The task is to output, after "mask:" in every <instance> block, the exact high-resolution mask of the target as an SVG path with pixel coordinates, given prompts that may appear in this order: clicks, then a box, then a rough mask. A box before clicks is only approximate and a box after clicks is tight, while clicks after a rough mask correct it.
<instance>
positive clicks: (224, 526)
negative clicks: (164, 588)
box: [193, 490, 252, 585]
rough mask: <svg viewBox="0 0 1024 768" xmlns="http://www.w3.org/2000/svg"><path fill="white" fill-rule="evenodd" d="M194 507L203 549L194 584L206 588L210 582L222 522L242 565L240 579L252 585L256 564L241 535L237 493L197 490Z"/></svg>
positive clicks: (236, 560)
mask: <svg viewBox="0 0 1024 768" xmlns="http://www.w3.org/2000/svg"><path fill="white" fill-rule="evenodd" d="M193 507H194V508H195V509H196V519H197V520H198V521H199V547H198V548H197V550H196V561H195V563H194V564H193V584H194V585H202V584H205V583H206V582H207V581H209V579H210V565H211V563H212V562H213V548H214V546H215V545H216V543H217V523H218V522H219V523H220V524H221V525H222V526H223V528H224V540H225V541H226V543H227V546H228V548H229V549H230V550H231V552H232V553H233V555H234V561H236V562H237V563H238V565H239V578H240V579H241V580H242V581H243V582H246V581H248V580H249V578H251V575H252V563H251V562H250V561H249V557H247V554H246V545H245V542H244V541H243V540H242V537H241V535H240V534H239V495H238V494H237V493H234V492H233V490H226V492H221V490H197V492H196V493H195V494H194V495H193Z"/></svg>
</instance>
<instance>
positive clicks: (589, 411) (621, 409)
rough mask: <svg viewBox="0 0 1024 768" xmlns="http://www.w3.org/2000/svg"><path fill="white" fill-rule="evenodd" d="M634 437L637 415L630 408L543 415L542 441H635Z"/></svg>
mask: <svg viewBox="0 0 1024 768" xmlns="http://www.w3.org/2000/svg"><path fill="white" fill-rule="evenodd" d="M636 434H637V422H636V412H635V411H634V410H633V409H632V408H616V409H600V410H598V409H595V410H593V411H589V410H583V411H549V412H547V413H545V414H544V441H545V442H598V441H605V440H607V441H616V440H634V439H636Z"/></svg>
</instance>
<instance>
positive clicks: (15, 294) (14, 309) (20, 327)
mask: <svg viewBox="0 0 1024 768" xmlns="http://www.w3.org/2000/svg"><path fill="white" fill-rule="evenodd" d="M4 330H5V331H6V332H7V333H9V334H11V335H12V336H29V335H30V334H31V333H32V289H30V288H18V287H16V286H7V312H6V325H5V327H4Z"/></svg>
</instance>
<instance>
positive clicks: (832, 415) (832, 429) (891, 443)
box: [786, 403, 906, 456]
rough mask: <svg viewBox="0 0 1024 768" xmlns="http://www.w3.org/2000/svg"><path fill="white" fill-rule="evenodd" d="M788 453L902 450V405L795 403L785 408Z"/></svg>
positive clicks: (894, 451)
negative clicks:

**Task item**
State how many of the lines above contain the string "positive", with case counting, and give only the number.

**Solved problem**
6